== EXERCISE AIM ==
Switch every "scouting field log" to "survey field log" in the records from the line with "Drop a pin on every instance of the overcast" to the line with "x=79, y=292", and write out only those lines again with nothing else changed.

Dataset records
-- BEGIN --
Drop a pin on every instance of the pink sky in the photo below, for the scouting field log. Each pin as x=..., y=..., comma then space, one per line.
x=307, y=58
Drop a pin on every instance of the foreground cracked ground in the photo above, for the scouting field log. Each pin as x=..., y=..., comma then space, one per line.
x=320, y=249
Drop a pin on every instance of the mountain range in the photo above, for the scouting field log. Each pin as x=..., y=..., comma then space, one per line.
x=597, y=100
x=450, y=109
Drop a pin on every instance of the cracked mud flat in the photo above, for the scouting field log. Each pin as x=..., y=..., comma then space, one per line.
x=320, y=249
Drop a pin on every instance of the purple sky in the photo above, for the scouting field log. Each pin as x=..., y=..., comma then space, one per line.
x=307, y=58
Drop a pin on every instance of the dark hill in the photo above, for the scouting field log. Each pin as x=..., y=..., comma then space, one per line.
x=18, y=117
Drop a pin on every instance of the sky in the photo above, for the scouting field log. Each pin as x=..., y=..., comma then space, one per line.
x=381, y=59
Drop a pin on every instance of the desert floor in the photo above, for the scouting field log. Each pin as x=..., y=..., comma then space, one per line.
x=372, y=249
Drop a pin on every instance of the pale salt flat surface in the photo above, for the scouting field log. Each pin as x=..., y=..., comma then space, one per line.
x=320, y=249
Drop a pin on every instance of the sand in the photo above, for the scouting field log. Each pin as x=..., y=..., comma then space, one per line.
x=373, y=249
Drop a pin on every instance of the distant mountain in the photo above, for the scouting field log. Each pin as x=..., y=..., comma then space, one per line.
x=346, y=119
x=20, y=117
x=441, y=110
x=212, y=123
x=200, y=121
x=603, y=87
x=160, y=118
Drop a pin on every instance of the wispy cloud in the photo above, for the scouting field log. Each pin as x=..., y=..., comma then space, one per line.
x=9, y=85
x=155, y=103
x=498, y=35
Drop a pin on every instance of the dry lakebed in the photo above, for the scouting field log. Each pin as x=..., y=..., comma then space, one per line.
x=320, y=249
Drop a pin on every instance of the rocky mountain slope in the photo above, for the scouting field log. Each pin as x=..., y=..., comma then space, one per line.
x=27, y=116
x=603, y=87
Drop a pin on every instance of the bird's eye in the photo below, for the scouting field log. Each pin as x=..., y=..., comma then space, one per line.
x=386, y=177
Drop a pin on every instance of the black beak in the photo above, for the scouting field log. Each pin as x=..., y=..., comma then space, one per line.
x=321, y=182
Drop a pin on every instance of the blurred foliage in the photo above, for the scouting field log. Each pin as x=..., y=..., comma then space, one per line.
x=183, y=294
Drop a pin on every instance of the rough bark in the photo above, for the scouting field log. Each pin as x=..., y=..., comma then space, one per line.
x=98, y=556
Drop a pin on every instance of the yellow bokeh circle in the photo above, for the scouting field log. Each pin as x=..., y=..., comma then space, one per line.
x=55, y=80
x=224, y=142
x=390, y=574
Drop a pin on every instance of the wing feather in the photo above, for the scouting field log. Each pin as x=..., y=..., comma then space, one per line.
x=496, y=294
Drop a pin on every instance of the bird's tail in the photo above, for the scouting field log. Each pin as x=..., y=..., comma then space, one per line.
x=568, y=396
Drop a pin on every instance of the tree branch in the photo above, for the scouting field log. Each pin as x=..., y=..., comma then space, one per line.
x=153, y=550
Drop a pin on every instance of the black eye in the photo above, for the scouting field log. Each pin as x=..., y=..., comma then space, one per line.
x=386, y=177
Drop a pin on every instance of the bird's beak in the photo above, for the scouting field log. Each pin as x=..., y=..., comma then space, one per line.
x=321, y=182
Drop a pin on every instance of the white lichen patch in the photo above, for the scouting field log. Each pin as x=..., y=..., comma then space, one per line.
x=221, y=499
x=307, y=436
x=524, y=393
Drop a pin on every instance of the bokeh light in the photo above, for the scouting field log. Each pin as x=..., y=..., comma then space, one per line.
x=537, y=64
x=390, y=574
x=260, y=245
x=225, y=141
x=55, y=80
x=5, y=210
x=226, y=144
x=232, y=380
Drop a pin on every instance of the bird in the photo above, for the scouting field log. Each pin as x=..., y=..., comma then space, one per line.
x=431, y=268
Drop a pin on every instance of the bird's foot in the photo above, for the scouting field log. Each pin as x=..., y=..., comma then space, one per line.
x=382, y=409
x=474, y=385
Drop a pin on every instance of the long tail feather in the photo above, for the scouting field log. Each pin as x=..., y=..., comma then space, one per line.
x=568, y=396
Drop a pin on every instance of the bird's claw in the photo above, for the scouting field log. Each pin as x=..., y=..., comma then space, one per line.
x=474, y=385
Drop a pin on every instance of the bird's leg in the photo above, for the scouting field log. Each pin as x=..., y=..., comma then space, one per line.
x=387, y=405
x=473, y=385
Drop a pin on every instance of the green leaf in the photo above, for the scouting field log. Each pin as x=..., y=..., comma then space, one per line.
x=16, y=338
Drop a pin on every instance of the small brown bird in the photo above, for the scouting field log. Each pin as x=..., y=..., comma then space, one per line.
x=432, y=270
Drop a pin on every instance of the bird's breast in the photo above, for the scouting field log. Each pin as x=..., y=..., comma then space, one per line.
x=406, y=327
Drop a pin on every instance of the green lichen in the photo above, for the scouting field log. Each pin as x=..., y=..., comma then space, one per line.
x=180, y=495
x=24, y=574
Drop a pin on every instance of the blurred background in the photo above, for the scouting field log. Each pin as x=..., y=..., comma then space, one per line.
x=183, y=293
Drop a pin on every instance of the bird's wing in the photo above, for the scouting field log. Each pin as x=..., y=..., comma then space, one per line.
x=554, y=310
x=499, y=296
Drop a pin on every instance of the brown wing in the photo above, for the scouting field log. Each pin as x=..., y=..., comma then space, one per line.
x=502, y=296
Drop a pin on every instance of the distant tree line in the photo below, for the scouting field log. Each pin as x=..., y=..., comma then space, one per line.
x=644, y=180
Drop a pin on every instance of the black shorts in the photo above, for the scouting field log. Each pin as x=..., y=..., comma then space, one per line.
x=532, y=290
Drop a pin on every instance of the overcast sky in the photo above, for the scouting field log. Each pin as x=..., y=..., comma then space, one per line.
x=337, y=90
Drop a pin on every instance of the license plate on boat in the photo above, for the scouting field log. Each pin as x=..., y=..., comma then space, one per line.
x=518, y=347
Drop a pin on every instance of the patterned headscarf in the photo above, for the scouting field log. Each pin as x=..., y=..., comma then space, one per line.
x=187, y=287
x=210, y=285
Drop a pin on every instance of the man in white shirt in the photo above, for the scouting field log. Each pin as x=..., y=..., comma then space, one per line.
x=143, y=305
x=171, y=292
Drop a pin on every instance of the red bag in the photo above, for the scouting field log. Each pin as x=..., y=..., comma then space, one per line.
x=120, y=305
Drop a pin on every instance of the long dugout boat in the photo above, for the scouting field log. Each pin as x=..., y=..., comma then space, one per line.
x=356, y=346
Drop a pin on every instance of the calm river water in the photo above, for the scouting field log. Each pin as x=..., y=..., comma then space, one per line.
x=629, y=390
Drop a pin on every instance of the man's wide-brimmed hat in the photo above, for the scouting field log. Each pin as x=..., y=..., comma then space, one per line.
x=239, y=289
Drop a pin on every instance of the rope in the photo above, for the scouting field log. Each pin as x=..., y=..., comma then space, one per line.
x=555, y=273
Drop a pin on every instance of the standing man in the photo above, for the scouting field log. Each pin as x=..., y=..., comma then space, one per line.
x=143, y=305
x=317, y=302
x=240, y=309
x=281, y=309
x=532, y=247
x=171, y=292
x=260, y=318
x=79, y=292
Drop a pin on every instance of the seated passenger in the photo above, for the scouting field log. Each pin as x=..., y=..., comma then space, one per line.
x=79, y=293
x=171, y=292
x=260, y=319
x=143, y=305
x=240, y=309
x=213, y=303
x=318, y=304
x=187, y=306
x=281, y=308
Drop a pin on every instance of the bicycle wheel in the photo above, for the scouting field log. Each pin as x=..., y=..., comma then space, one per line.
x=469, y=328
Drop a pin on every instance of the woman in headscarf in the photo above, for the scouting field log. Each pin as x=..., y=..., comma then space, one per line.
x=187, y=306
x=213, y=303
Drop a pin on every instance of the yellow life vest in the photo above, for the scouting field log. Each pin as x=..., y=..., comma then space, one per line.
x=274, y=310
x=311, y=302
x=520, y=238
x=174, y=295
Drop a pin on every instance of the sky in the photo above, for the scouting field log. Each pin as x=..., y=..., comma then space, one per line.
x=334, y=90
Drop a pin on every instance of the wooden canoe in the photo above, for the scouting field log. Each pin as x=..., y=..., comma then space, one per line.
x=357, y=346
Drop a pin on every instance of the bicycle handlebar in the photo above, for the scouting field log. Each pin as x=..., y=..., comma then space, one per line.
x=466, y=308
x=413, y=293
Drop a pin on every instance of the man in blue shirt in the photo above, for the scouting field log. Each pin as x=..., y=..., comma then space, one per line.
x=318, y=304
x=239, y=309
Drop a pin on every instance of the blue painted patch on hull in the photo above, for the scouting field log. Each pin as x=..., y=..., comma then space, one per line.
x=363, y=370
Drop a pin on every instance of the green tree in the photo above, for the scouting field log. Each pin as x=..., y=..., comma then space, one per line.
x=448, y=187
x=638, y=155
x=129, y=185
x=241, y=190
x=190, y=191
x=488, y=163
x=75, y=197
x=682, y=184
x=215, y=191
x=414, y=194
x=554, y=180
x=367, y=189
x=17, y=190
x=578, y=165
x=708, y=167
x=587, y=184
-- END --
== TASK RESPONSE ==
Drop a pin on every instance of the overcast sky in the photo above, for the survey field log. Each pin as x=..., y=..., comma then space, one per line.
x=337, y=90
Drop a pin on every instance of the license plate on boat in the photo above, for the survey field log. Each pin as x=..., y=..., comma then space, one per line.
x=518, y=347
Drop a pin on every instance of the patterned headscarf in the photo above, for the survey field log. Each pin as x=..., y=..., comma then space, one per line.
x=187, y=287
x=210, y=285
Drop a pin on every instance of the man in white shirt in the photo above, for the survey field log. Each pin as x=..., y=..., comma then space, one per line.
x=143, y=305
x=171, y=292
Drop a pin on every instance of the red bag in the photo above, for the survey field log. Each pin as x=..., y=..., comma then space, one per line.
x=120, y=305
Drop a pin on every instance of the long dugout boat in the photo above, for the survey field log. Each pin as x=..., y=..., comma then space, one per line.
x=356, y=346
Drop a pin on every instance of the calm river water in the photo above, for the survey field log. Each pin as x=..., y=..., comma then space, one per line.
x=629, y=390
Drop a pin on every instance of the man's wide-brimmed hat in the photo above, for the survey field log. Each pin as x=..., y=..., comma then space, one per line.
x=239, y=289
Drop a pin on every instance of the rope in the photo above, for the survey field log. Each pin as x=..., y=..., comma then space, one per line.
x=555, y=273
Drop a pin on every instance of the standing man in the photo above, for the survey field log. Each pin as x=..., y=..., comma then space, one per line.
x=143, y=305
x=317, y=302
x=240, y=309
x=281, y=309
x=532, y=247
x=171, y=292
x=260, y=318
x=79, y=292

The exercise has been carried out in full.